━━━ Предложенный отрывок

Что же случилось с молодым царем Петром и царицей Евдокией? Ранняя женитьба царя произошла не по его выбору, а по расчетам семьи Нарышкиных, в которых совсем не были учтены его желания. Великий русский историк XIX века Сергей Михайлович Соловьев в «Публичных чтениях о Петре Великом» говорил о семейной драме царя: «Переворот, движение, при котором родился и воспитался Петр, который не был начат, создан Петром, но к которому совершенно пришлась его огненная, не знающая покоя природа, переворот повредил его семейным отношениям в первом браке. Жена пришлась не по мужу». Историк связывал это с «невыгодой старого обычая», при котором чаще всего жених и невеста не были даже знакомы друг с другом до свадьбы (не зря Петр потом изменил этот обычай). Следствием оказывалось «заключение жен в монастыри; то же случилось и с царицей Евдокией»{129}. Царский брак быстро достиг своей главной цели — укрепления династических позиций царицы Натальи Кирилловны и ее сына, этим же он, похоже, и исчерпал себя.

Петр, возрастая, следовал своим привычкам и стремлениям, которые соотносились с новыми горизонтами всего Московского царства, а его жена погрузилась в свой мир царицыных хором. Ходили слухи о появлении на свет еще и третьего сына царя Петра и царицы Евдокии в 1693 году, даже называли его имя — Павел. Однако публично об этом не объявлялось, и если такое событие произошло в царской семье, то следует признать, что младенец умер при родах или вскоре после этого{130}. В итоге у царя Петра I оказался только один наследник — царевич Алексей Петрович. Это смущало подданных, судачивших о царском «чадородии», которому мешали частые отлучки царя Петра из Москвы. В Преображенском приказе жестоко разбирались дела о «слове и деле государеве» охотников распускать сплетни о семье царя Петра и царицы Евдокии, дерзавших, например, говорить: «Великий государь не изволит жить в своих государских чертогах на Москве, и, мнитца де им, что от того на Москве небытия у него великого государя, в законном супружестве чадородия престало быть, и о том в народе велми тужат»{131}.

━━━━━━

# Задание A:
Какое имя, согласно отрывку о браке Петра I и Евдокии, называли в слухах о третьем сыне царской четы, якобы родившемся в 1693 году?
# Задание B:
Продолжите отрывок о браке Петра I и царицы Евдокии, начав сразу после его последнего предложения.
Перечень, идущий далее, для работы не понадобится.

━━━ Исходные данные

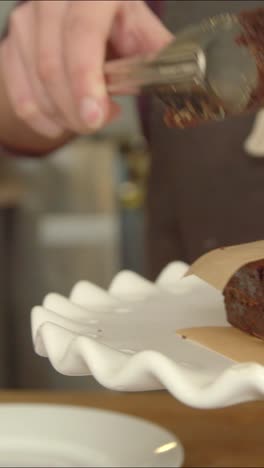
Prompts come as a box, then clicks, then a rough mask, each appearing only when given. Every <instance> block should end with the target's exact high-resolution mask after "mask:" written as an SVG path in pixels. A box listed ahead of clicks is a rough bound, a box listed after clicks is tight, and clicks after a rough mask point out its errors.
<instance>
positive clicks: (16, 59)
mask: <svg viewBox="0 0 264 468" xmlns="http://www.w3.org/2000/svg"><path fill="white" fill-rule="evenodd" d="M170 38H171V35H170V33H169V32H168V31H167V30H166V29H165V27H164V26H163V25H162V24H161V23H160V21H159V20H158V18H157V17H156V16H155V15H154V14H153V13H152V12H151V10H150V9H149V8H148V7H147V6H146V5H145V4H144V2H141V1H126V2H123V1H114V0H112V1H108V0H107V1H102V0H99V1H90V0H89V1H77V0H74V1H63V0H60V1H52V2H50V1H46V0H40V1H38V2H35V1H28V2H26V3H25V4H22V5H20V6H19V7H18V8H16V9H15V10H14V12H13V14H12V15H11V21H10V25H9V31H8V33H7V36H6V37H5V38H4V39H3V40H2V42H1V44H0V144H2V145H4V146H6V147H7V148H9V149H11V150H15V151H16V152H21V153H25V152H26V153H28V154H38V155H41V154H46V153H48V152H50V151H52V150H54V149H56V148H58V147H60V146H62V145H63V144H64V143H66V142H67V141H68V140H69V139H70V138H73V137H74V136H75V135H78V134H89V133H91V132H94V131H97V130H98V129H100V128H101V127H102V126H104V125H106V124H107V123H109V122H111V121H112V120H113V119H115V118H116V117H117V116H118V114H119V108H118V106H117V104H115V103H114V102H113V101H112V99H110V97H109V96H108V94H107V90H106V85H105V82H104V74H103V64H104V61H105V57H106V56H107V55H108V52H109V51H110V49H111V58H112V57H114V58H118V57H125V56H129V55H134V54H138V53H146V52H150V51H154V50H157V49H158V48H160V47H162V46H164V45H165V44H166V43H167V42H168V41H169V40H170ZM109 44H110V49H109V50H108V45H109Z"/></svg>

━━━━━━

# Результат выполнения A:
Третьего сына называли Павлом.

# Результат выполнения B:
Первые несколько лет в царском дворце были для царицы Евдокии непростыми. В них случились и материнское счастье, и ревность к царю Петру и его увлечениям. Постоянные пиры царя с преображенцами, хотя и были досадны, особенно не угрожали лично царице. Петр приближал к себе умелых воинов Патрика Гордона и Франца Лефорта, строил корабли и осваивал морское дело в Переславле-Залесском, Архангельске и Воронеже, успешно воевал под Азовом. Для царицы Евдокии, правда, все выглядело по-другому: муж-«лапушка» забыл ее и сына, не проводил с ней время так, как ей бы хотелось, не посещал богомолий, променяв их на кутежи и пребывание в Иноземной слободе. С «немцами» в итоге оказалась связана фигура разлучницы Анны Монс.